What is needed:
Restate every entry word for word.

[Recorded data]
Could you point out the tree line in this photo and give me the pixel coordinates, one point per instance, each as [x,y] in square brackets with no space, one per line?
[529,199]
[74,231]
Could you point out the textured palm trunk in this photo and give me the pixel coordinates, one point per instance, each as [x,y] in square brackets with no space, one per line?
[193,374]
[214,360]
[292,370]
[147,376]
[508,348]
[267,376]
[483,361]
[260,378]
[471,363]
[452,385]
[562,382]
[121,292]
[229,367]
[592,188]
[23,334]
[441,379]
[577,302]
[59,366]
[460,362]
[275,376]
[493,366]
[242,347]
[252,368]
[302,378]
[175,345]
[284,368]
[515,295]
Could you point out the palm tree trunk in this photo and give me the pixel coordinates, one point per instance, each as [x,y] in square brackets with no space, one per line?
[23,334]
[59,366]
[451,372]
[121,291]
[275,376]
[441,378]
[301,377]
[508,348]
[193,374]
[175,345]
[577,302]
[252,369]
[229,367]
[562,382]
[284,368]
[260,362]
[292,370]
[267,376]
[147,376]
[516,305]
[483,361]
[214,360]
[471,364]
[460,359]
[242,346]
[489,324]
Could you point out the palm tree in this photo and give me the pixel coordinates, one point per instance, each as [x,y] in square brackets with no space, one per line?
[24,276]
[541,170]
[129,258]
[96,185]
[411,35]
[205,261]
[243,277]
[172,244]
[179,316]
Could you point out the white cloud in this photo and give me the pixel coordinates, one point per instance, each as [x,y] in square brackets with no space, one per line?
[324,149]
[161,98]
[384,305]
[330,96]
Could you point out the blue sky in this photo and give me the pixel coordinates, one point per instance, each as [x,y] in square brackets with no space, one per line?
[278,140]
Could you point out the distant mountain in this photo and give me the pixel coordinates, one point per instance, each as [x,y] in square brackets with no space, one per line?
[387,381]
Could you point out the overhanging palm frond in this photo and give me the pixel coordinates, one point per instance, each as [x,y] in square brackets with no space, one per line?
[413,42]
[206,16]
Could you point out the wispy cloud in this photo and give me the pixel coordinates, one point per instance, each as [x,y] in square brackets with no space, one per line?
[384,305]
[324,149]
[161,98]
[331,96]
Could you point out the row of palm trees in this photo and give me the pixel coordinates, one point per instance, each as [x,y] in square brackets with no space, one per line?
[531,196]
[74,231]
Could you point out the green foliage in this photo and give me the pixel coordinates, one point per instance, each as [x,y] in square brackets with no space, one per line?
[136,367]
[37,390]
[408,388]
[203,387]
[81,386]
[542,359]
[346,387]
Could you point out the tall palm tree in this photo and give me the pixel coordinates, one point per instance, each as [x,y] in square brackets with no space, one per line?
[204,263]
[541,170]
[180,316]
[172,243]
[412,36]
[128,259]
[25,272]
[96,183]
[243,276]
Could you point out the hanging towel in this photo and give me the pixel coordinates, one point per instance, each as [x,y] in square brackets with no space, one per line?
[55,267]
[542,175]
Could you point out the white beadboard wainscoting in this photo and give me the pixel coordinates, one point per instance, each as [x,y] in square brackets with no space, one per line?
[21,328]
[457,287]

Your response:
Could you point out the tree line in this photo and give me the pixel coordinates, one point per instance, each as [x,y] in square brackets with no space, one per line?
[529,199]
[74,231]
Could you point out the textured palm trunk in this photo and give me the pixel coordinates, one point per instance, each as [x,y] in square brackets with no space, one per line?
[193,374]
[214,360]
[292,370]
[147,376]
[508,348]
[267,376]
[483,361]
[260,378]
[471,363]
[452,385]
[562,382]
[121,292]
[229,367]
[592,188]
[23,334]
[441,379]
[577,302]
[59,366]
[460,362]
[275,376]
[493,366]
[242,347]
[252,368]
[302,378]
[175,345]
[284,368]
[515,295]
Could you point out the palm tree trunk in this photo and give me the pixel coordinates, one point per instance, each as [x,y] in square brackets with no space, one per line?
[23,334]
[59,366]
[451,372]
[121,291]
[275,376]
[441,378]
[301,377]
[508,348]
[193,374]
[175,345]
[577,302]
[252,369]
[229,367]
[562,382]
[284,368]
[260,362]
[292,370]
[267,376]
[147,376]
[516,305]
[483,361]
[214,360]
[471,364]
[460,359]
[242,346]
[489,324]
Could you point out the palm tree in this photo and give me the pixel coordinates, one point per instance, each as [x,y] in square brackets with no space, one per line?
[24,276]
[541,170]
[129,258]
[96,185]
[411,35]
[205,261]
[243,277]
[172,244]
[179,316]
Could you point out the white cloud in this photo and give me the pixel coordinates, one point per instance, each as [x,y] in square brackets with no space, one per line?
[324,149]
[161,98]
[384,305]
[330,96]
Could you point out the blue sky in this photo and give me the pixel coordinates, one point per instance, each as [x,y] in square brackets with no space, one per line?
[278,140]
Could you point out the distant mountain in this photo and give me the pixel coordinates, one point per instance, each as [x,y] in square brackets with no space, one per line?
[387,381]
Could you point out the overhanging palm frond in this photo and give me the pixel coordinates, one point per instance, each as [x,y] in square brackets with no space, one per line?
[413,42]
[206,16]
Could you point out the wispy cloud in this photo and give me the pixel coordinates, one point per instance, each as [x,y] in square brackets with no space, one per line?
[384,305]
[324,149]
[161,98]
[331,96]
Could you point out the row of palm trees in this photo and give me the pixel coordinates, one point per instance, each as [x,y] in square brackets with no space, one per line?
[531,196]
[74,231]
Could you point out the green foliage in this photo and give me the pixel coordinates, one point per instance, each as [x,y] in square brackets with no space, one per line?
[136,367]
[37,390]
[408,388]
[203,387]
[81,386]
[542,359]
[346,387]
Could you point out the tall palm tree in this photo and give me the pixel coordinates, one point per instance, each as [x,y] in square brackets with no space, one per line?
[204,263]
[541,170]
[180,316]
[172,243]
[412,36]
[128,259]
[25,272]
[96,183]
[243,276]
Could you point out the hanging towel in this photo and give me the pixel coordinates, one point per instance, each as [x,y] in square brackets with no space, one per line?
[55,267]
[542,175]
Could you point out the white beadboard wainscoting in this photo and give me the pixel coordinates, one point per instance, each as [x,y] in square brackets with no space, one per line?
[21,328]
[457,287]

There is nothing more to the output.